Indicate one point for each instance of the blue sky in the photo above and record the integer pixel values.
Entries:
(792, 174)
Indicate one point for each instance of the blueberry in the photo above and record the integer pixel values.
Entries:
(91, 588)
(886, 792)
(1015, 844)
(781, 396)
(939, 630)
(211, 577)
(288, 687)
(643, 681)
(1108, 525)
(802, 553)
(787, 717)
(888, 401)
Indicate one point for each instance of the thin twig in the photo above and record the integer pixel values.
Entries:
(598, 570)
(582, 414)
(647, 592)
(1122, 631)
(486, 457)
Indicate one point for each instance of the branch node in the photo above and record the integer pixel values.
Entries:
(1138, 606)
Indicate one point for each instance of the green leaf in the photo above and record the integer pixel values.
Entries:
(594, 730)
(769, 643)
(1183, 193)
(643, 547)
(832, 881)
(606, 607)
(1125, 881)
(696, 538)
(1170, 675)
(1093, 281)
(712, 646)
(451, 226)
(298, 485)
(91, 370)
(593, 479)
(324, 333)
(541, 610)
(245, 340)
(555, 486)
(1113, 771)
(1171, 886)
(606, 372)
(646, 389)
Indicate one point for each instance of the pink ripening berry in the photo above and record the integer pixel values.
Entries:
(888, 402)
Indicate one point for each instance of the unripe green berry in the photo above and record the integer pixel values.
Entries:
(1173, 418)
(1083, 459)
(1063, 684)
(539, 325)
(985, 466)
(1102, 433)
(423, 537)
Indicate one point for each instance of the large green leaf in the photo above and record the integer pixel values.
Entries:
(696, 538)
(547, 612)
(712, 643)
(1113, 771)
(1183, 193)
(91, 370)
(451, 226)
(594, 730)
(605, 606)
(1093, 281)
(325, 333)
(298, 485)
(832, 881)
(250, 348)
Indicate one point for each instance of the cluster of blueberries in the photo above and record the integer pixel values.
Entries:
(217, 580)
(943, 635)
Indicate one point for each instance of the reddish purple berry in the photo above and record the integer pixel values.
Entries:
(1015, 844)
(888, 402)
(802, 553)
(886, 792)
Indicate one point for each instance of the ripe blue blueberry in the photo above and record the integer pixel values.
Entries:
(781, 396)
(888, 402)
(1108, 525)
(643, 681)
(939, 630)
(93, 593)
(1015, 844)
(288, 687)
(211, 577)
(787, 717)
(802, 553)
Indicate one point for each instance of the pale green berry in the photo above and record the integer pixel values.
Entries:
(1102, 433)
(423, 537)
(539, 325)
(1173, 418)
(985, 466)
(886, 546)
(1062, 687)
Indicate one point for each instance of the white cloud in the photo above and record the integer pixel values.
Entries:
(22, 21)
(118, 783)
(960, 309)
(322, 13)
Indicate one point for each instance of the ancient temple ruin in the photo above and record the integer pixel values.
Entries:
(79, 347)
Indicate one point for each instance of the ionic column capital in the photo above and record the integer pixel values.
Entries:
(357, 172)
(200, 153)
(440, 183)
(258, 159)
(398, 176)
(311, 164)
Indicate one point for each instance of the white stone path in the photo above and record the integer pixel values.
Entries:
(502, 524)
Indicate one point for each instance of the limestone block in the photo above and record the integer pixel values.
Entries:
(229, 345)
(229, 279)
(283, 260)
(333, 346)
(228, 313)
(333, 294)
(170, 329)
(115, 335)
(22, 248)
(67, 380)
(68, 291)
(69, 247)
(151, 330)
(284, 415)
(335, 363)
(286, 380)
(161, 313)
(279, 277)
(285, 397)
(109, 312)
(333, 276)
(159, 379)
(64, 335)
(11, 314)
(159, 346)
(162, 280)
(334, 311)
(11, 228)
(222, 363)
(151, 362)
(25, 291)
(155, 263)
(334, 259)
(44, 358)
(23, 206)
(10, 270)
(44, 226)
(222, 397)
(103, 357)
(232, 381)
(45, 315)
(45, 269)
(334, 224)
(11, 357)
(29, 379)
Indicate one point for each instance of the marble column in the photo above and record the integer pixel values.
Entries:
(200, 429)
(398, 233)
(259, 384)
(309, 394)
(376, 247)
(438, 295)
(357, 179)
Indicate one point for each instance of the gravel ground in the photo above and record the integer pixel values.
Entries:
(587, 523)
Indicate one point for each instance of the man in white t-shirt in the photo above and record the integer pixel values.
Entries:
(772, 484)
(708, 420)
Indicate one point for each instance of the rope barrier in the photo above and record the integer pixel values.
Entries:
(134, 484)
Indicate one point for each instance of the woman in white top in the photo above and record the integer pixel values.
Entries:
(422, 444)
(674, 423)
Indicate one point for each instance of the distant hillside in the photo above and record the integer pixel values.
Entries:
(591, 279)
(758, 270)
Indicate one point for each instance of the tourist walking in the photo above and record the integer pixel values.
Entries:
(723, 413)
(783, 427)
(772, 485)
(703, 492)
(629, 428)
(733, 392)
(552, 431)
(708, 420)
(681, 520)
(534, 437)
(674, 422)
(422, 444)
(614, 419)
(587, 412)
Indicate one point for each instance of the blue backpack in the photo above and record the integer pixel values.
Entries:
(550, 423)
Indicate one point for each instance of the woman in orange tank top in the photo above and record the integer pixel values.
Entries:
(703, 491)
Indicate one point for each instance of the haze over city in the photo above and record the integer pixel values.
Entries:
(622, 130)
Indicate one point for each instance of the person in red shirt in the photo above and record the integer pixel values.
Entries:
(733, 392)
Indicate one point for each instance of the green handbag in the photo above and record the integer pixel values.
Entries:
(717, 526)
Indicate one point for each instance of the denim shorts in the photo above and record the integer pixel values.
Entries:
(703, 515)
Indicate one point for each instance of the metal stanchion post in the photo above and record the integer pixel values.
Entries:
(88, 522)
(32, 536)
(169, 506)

::::::::

→ **GIVEN EXERCISE**:
Produce an exact copy of the whole listing.

→ **THE COMPLETED TASK**:
Indicate one point for each instance of the blue sky in the photo above and record the integer pixel values.
Entries:
(792, 174)
Indicate one point for each instance of the blueberry in the photo above and record the integer pixel values.
Entries:
(91, 588)
(886, 792)
(1015, 844)
(781, 396)
(939, 630)
(211, 577)
(288, 687)
(643, 681)
(1108, 525)
(802, 553)
(787, 717)
(888, 401)
Indicate one point for each instance of the thin twig in the photo above and record the integer pixel values.
Entries:
(598, 570)
(582, 414)
(647, 592)
(1122, 631)
(486, 457)
Indicate one point for each instance of the branch node in the photo above and record the integer pixel values.
Entries:
(1138, 606)
Indicate one point for each instance of the green leaf in the photo above and record the integer pixel values.
Entries:
(594, 730)
(769, 643)
(1183, 193)
(643, 547)
(832, 881)
(606, 607)
(1125, 881)
(696, 538)
(1170, 675)
(1093, 281)
(712, 646)
(451, 226)
(298, 485)
(91, 370)
(593, 479)
(324, 333)
(541, 610)
(245, 340)
(555, 486)
(1113, 771)
(1171, 886)
(606, 372)
(646, 389)
Indicate one point for each instance of the pink ripening berry in the photo above and record the integer pixel values.
Entries:
(888, 402)
Indicate one point for each instance of the unripe green berry in the photo above and record the integer pixel values.
Entries:
(1173, 418)
(1083, 459)
(1063, 684)
(539, 325)
(985, 466)
(1102, 433)
(423, 537)
Indicate one point for each instance of the large green leaf in the photo above and record the integer pixel values.
Entries:
(696, 538)
(547, 612)
(712, 643)
(1113, 771)
(1183, 193)
(91, 370)
(451, 226)
(594, 730)
(605, 606)
(1093, 281)
(325, 333)
(298, 485)
(832, 881)
(250, 348)
Indicate one point for each instance of the cluster of blueberries in the photo above and record the integer pixel values.
Entries:
(217, 580)
(943, 635)
Indicate one point for each instance of the reddish purple berry in the photo above and record the integer pixel values.
Entries:
(1015, 844)
(888, 402)
(802, 553)
(886, 792)
Indicate one point for each instance of the ripe blue blueberry in the photo above and record the integer pixel values.
Entries:
(781, 396)
(888, 402)
(1108, 525)
(643, 681)
(939, 630)
(93, 593)
(1015, 844)
(288, 687)
(211, 577)
(787, 717)
(802, 553)
Indicate one point for each instance of the pale green berry in the photo above and record the integer pixel values.
Entries:
(1102, 433)
(423, 537)
(539, 325)
(1173, 418)
(985, 466)
(886, 546)
(1062, 687)
Indicate one point for each instance of the white cloud in the photo above and record the integer pixel values.
Entries:
(22, 21)
(118, 783)
(960, 309)
(322, 13)
Indicate one point for each instance of the ancient temple ruin in the photo above and record the integer pixel values.
Entries:
(79, 347)
Indicate one point for each instance of the ionic column capital in the photo above and record the integer pixel values.
Entries:
(357, 172)
(200, 153)
(440, 183)
(258, 159)
(398, 176)
(311, 164)
Indicate one point for each instance of the white stone path in the photo above and record the integer pixel values.
Entries:
(502, 524)
Indicate one point for each instance of the limestone block in the photo above and record the integer pixel values.
Entries:
(229, 345)
(229, 279)
(283, 260)
(333, 346)
(228, 313)
(333, 294)
(170, 329)
(115, 335)
(22, 248)
(67, 380)
(68, 291)
(69, 247)
(151, 330)
(284, 415)
(335, 363)
(286, 380)
(161, 313)
(279, 277)
(285, 397)
(109, 312)
(333, 276)
(159, 379)
(64, 335)
(11, 314)
(159, 346)
(162, 280)
(334, 311)
(11, 228)
(222, 363)
(151, 362)
(25, 291)
(155, 263)
(334, 259)
(44, 358)
(23, 206)
(10, 270)
(44, 226)
(222, 397)
(103, 357)
(232, 381)
(45, 315)
(45, 269)
(334, 224)
(11, 357)
(29, 379)
Indicate one point for each instance of the marble column in the photo above and record the integer pixel values.
Entries:
(200, 429)
(398, 233)
(259, 384)
(309, 394)
(376, 247)
(438, 295)
(357, 179)
Indicate one point for each instance of the gravel ground in the photo above and record the integer pixel values.
Entries:
(587, 523)
Indicate one point for each instance of the man in white t-shirt in the photo above and record the integer pixel values.
Entries:
(772, 484)
(708, 420)
Indicate one point for each instance of the rope barrier in the photo above and record the integer pixel values.
Entries:
(134, 484)
Indicate one point for each instance of the woman in white top in the photo above and record the integer pixel values.
Entries:
(422, 444)
(674, 423)
Indicate one point for each instance of the distant hillside in the photo above and record the integer pixel values.
Entries:
(591, 279)
(758, 270)
Indicate one point for each instance of the tourist walking in the photo above and record the integer pixel values.
Entries:
(723, 413)
(783, 427)
(772, 485)
(703, 492)
(629, 428)
(733, 392)
(552, 431)
(708, 420)
(681, 520)
(534, 437)
(674, 422)
(422, 444)
(614, 419)
(587, 412)
Indicate one point for each instance of the blue backpack in the photo above and record the integer pixel values.
Entries:
(550, 423)
Indicate one point for each instance of the woman in orange tank top in the photo above and record the integer pixel values.
Entries:
(703, 491)
Indicate one point for each instance of the haze over city in the photo above and record the integer pixel values.
Entries:
(622, 130)
Indicate one point for each instance of the person in red shirt in the photo above and record the integer pixel values.
Entries:
(733, 392)
Indicate one point for each instance of the green handbag in the photo above and record the integer pixel values.
Entries:
(717, 526)
Indicate one point for each instance of the denim shorts in the photo above and record the integer pixel values.
Entries:
(703, 515)
Indicate one point for each instance of the metal stanchion post in the photo above and record the integer pixel values.
Entries:
(88, 522)
(32, 536)
(169, 506)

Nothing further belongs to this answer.